_Stated exercise_: Please copy the data below from the line with "Target: dark granite countertop" through the end of the data, swapping "water" for "pond" and changing nothing else.

(Labeled point data)
= = = = =

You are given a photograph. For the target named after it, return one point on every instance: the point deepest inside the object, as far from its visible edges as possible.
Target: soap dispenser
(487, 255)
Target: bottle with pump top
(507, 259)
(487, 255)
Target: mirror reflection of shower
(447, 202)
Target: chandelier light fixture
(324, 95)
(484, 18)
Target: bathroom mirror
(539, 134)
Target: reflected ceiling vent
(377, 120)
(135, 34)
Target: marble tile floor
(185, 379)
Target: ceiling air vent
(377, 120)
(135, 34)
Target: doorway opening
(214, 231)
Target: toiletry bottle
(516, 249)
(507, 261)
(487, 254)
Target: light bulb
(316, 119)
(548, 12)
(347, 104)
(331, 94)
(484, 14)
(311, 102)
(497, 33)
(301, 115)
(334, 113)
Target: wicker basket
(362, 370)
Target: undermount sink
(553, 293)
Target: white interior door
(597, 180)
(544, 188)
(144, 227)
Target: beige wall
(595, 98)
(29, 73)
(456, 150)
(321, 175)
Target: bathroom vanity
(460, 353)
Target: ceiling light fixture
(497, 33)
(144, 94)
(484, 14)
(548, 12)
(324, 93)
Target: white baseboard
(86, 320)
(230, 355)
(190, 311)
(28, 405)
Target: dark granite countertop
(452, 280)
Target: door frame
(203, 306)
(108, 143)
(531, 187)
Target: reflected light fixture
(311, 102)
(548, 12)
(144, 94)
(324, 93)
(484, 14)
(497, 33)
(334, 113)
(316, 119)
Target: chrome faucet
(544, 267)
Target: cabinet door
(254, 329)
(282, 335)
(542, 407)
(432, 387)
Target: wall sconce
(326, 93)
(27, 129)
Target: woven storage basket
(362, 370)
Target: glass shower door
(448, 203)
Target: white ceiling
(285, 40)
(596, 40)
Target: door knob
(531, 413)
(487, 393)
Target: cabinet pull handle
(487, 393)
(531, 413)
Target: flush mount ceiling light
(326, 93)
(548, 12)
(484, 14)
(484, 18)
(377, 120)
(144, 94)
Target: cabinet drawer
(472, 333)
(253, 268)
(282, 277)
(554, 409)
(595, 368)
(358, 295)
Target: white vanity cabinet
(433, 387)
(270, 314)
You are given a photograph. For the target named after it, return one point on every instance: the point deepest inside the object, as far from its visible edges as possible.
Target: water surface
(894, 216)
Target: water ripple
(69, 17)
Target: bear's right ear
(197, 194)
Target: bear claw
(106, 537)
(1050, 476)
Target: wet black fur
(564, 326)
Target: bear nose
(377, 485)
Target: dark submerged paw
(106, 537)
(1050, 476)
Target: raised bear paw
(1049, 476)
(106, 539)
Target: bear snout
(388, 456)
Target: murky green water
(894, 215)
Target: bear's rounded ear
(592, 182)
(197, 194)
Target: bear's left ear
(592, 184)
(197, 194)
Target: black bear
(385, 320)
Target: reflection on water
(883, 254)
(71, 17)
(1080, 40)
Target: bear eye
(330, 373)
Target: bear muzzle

= = = = =

_Answer to this exercise_:
Target: dark granite countertop
(452, 280)
Target: door frame
(203, 306)
(108, 143)
(531, 187)
Target: reflected light fixture
(311, 102)
(548, 12)
(144, 94)
(324, 93)
(484, 14)
(497, 33)
(334, 113)
(316, 119)
Target: chrome faucet
(544, 267)
Target: cabinet door
(254, 329)
(282, 335)
(542, 407)
(432, 387)
Target: wall sconce
(326, 93)
(27, 129)
Target: woven storage basket
(362, 370)
Target: glass shower door
(448, 203)
Target: white ceiling
(285, 40)
(596, 40)
Target: door knob
(531, 413)
(487, 393)
Target: cabinet pull handle
(487, 393)
(531, 413)
Target: flush mount ceiling light
(326, 93)
(548, 12)
(484, 14)
(484, 18)
(377, 120)
(144, 94)
Target: cabinet drawer
(472, 333)
(253, 268)
(282, 277)
(554, 409)
(595, 368)
(358, 295)
Target: white vanity cabinet
(433, 387)
(270, 314)
You are given a photograph. For the target named after it, return one point on every instance: the point deepest inside the object, as far from its visible edges as possible.
Target: pond surface
(894, 216)
Target: pond ripple
(69, 17)
Target: bear's right ear
(197, 194)
Target: bear claw
(106, 537)
(1050, 476)
Target: wet black fur
(564, 326)
Target: bear nose
(377, 485)
Target: dark submerged paw
(106, 537)
(1050, 476)
Target: raised bear paw
(1049, 476)
(106, 539)
Target: bear snout
(388, 456)
Target: murky green pond
(894, 215)
Target: bear's rounded ear
(592, 182)
(197, 194)
Target: bear's left ear
(592, 184)
(197, 194)
Target: black bear
(385, 320)
Target: reflection on pond
(883, 254)
(71, 17)
(1080, 40)
Target: bear eye
(330, 373)
Target: bear muzzle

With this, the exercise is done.